===== Quoted passage =====

A unique feature on Exadata for the In-Memory column store is In-Memory fault tolerance. All in-memory sections for a table in the column store can be populated into the memory of two database instances on different database servers in the same Real Application Clusters (RAC). This means that if any instance fails, there is zero application impact from having to repopulate the lost IMCUs since each IMCU is safe on another instance.
Exadata Storage Server offload capability combined with RMAN block change tracking will efficiently perform large I/Os at the storage-tier level, returning only individual changed blocks for incremental backups and increasing the backup performance of the system.
Exadata Hardware Assisted Resilient Data (HARD) validation provides a unique level of validation for Oracle block data structures such as data block address, checksum and magic numbers prior to allowing a write to physical disks. HARD validation on Exadata is automatic.
Using Exadata I/O Resource Management (IORM), Exadata Storage Servers can raise or lower the prioritization and scheduling of I/O related to Recovery Manager (RMAN) backup and copy operations. Automatic and dynamic resource management ensures I/O intensive backup operations do not interfere with other database operations. Conversely, Exadata Storage Servers raise the prioritization of I/O for database datafile restore and recovery operations.
Data rebalancing across storage servers may occur for a variety of reasons including maintenance, real, or predictive failures. Storage Indexes represent physical storage regions within a Storage Server. When data that is also represented in a Storage Index is rebalanced, the associated Storage Index data is also maintained to ensure ongoing efficacy.
Real-Time Insight enables the Exadata infrastructure to automatically stream up-to-the-second metric observations from all servers in your Exadata fleet to customizable monitoring dashboards for real-time analysis and problem-solving.
Oracle EXAchk provides a lightweight and non-intrusive health check framework for the Oracle stack of software and hardware components of Exadata.

=====

• Task set
- A) Answer these questions using the Exadata features text above.
(i) For In-Memory fault tolerance, into the memory of what are a table's in-memory sections populated?
(ii) Which block data structures does HARD validation check before a write to physical disks is allowed?
(iii) What does Oracle EXAchk provide?
- B) Pick up the Exadata features text after its last sentence and write the next passage.

===== Record set =====

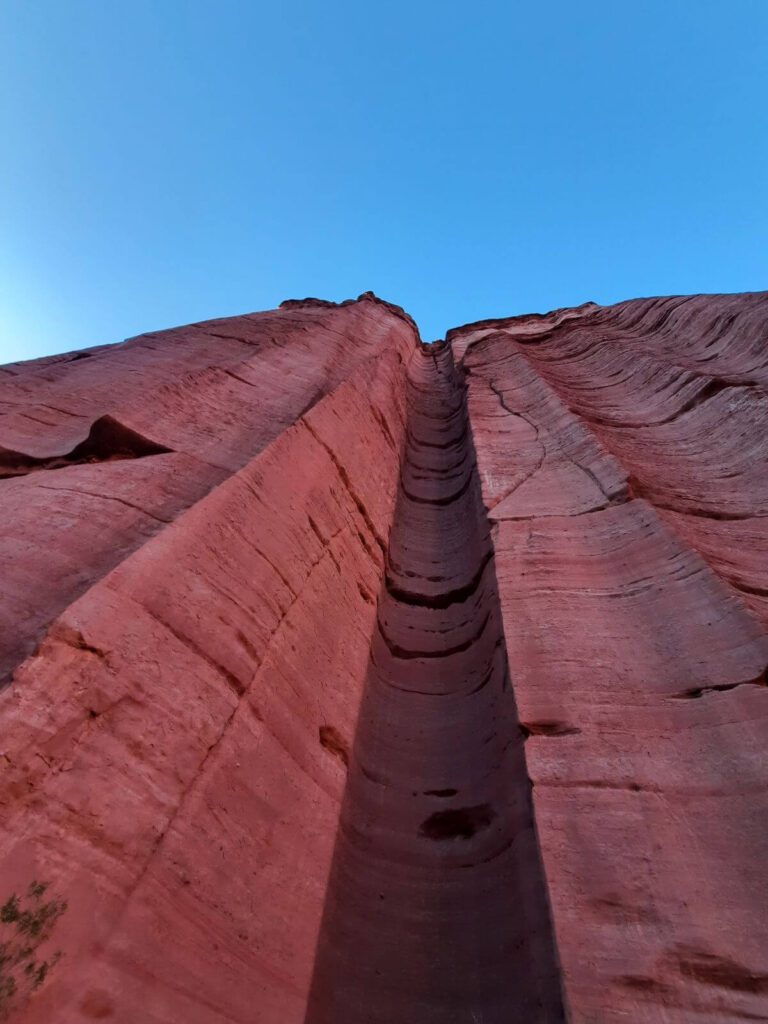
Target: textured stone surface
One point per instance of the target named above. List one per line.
(352, 680)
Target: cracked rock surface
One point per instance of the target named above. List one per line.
(348, 680)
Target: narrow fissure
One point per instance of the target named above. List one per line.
(436, 908)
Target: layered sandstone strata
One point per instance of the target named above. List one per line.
(354, 680)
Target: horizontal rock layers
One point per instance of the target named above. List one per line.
(353, 680)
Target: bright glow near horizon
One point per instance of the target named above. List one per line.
(171, 162)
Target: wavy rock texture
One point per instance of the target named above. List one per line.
(353, 680)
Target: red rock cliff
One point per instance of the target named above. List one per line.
(349, 679)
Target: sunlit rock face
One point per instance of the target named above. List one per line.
(350, 680)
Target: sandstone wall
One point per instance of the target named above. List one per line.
(352, 680)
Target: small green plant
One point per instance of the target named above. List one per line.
(26, 923)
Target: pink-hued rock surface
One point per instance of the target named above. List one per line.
(349, 680)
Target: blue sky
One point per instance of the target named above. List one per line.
(164, 161)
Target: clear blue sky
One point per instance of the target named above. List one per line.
(167, 161)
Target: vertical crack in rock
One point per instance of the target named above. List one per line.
(436, 908)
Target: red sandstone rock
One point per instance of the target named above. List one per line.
(295, 611)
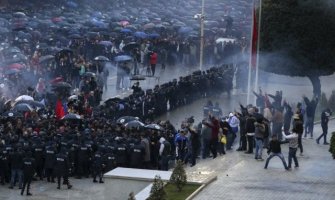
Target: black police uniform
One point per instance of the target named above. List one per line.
(4, 166)
(61, 168)
(136, 153)
(50, 157)
(38, 151)
(28, 173)
(97, 166)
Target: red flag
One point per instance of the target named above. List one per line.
(59, 111)
(254, 40)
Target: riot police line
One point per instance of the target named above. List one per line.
(43, 148)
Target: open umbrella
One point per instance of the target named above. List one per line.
(130, 46)
(154, 35)
(122, 58)
(101, 58)
(111, 100)
(72, 116)
(61, 85)
(22, 107)
(24, 98)
(134, 124)
(154, 127)
(12, 114)
(46, 58)
(34, 104)
(106, 43)
(141, 35)
(149, 26)
(75, 36)
(17, 66)
(126, 119)
(137, 78)
(126, 30)
(89, 74)
(11, 71)
(124, 23)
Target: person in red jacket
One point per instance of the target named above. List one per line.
(153, 62)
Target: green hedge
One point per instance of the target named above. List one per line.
(332, 145)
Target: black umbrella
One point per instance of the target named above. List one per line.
(126, 119)
(122, 58)
(11, 71)
(101, 58)
(130, 46)
(154, 127)
(134, 124)
(111, 100)
(12, 114)
(47, 58)
(22, 107)
(60, 85)
(72, 116)
(137, 78)
(34, 104)
(75, 36)
(89, 74)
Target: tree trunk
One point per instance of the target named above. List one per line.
(316, 85)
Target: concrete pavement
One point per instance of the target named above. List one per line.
(241, 177)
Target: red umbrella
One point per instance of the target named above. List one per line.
(56, 80)
(56, 19)
(124, 23)
(17, 66)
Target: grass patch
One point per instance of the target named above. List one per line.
(173, 194)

=====

• Answers for the exercise
- A)
(i) Two database instances on different database servers in the same Real Application Clusters (RAC).
(ii) Data block address, checksum and magic numbers.
(iii) A lightweight and non-intrusive health check framework for the Oracle stack of software and hardware components of Exadata.

- B)
Exadata Hardware - Database and Storage Servers - all contain an embedded Integrated Lights Out Manager (ILOM) for remote system management. ILOM version 5 on X7 Exadata Database Mahine and newer generations pre-stages firmware updates during patching to reduce the overall patch window for database and storage servers.
Oracle Enterprise Manager is uniquely positioned to monitor and manage Oracle Exadata hardware and software by virtue of its plug-in architecture. As new Exadata hardware generations and software features are released, Enterprise Manager is able enhance managebility of Exadata in lock-step.
Oracle Database Automatic Workload Repository (AWR) is enhanced on Oracle Exadata with Storage Server performance metrics included alongside Oracle wait event metrics to speed up database performance management and tuning tasks. AWR collects and stores performance metrics for all key Exadata performance metrics including from Exadata RDMA Memory (XRMEM), Flash Cache, and HDD devices.
Exadata System Software is self monitoring and self restarting. Using a regular heatbeat check to core Exadata software processes, the Restart Server daemon automatically ensures constant availbility of key functions.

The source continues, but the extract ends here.